Go through the listing below from its first line and repeat each line exactly, ending at the line containing "100L209 102L210 108L195" and including it.

# The data:
^^^^^^^^
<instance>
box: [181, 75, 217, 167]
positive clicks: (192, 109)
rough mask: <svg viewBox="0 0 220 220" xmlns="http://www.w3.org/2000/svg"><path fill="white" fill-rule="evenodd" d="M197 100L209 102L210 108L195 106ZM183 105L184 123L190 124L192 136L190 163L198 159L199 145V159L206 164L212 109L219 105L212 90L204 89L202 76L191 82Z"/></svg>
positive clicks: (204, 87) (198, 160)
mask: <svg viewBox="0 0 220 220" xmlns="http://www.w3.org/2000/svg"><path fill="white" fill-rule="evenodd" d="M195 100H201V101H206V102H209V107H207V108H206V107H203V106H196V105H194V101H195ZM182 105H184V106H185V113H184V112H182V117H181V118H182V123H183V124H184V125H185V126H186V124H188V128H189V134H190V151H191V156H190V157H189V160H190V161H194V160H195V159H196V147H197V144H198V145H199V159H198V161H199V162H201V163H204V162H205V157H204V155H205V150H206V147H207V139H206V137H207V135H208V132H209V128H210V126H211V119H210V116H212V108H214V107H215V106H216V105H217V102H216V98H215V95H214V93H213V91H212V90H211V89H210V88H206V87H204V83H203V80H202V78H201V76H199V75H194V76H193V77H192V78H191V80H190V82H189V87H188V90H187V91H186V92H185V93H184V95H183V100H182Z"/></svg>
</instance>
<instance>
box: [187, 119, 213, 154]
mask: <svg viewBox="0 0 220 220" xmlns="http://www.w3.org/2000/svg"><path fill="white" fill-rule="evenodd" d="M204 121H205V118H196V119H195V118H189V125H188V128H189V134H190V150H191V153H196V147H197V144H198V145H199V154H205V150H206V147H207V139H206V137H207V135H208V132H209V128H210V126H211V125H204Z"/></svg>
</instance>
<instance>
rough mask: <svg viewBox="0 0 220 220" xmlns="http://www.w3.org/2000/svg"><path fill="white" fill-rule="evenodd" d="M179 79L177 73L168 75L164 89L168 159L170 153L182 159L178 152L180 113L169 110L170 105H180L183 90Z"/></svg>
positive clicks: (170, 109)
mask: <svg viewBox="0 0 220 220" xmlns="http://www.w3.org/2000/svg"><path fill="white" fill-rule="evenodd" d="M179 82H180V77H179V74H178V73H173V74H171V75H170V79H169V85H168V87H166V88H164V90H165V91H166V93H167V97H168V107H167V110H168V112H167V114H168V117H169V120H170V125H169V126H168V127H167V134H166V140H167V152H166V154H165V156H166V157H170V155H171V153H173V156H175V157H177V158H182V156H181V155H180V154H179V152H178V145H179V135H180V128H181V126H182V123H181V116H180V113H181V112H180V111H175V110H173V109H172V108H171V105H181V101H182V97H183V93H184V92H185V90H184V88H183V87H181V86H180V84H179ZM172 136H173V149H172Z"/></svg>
^^^^^^^^
# Written response:
<instance>
box: [181, 75, 217, 167]
positive clicks: (192, 109)
rough mask: <svg viewBox="0 0 220 220" xmlns="http://www.w3.org/2000/svg"><path fill="white" fill-rule="evenodd" d="M197 100L209 102L210 108L195 106ZM183 105L184 123L190 124L192 136L190 163L198 159L199 145V159L206 164L212 109L219 105L212 90L204 89L202 76L191 82Z"/></svg>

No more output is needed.